[Referring expression pointing data]
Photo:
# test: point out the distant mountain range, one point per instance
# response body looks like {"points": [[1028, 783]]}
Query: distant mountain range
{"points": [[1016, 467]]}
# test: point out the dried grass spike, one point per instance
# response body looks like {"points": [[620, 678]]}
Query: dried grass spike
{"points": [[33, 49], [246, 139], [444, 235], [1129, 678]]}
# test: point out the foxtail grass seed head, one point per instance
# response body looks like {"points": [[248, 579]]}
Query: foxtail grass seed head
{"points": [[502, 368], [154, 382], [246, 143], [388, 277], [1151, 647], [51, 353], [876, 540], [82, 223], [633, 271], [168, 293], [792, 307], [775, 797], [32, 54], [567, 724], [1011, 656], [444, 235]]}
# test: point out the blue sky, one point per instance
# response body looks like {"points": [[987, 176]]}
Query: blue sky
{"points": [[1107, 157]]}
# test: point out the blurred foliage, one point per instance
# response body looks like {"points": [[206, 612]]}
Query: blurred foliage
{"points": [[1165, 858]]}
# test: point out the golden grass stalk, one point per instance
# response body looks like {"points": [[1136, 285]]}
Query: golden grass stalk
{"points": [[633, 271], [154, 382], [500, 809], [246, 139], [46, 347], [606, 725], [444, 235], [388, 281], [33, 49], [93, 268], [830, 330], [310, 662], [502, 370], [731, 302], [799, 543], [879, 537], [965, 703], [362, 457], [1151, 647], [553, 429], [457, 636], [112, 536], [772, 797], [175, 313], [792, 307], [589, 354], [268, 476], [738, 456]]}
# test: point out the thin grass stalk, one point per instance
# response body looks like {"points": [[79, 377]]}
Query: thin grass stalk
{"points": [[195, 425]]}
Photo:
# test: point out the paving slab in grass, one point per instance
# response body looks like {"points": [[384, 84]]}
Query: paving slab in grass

What the exercise asks: Once you find the string "slab" in a line of the records, copy that line.

Answer box:
# test: point out the paving slab in grass, one point per instance
Query: paving slab in grass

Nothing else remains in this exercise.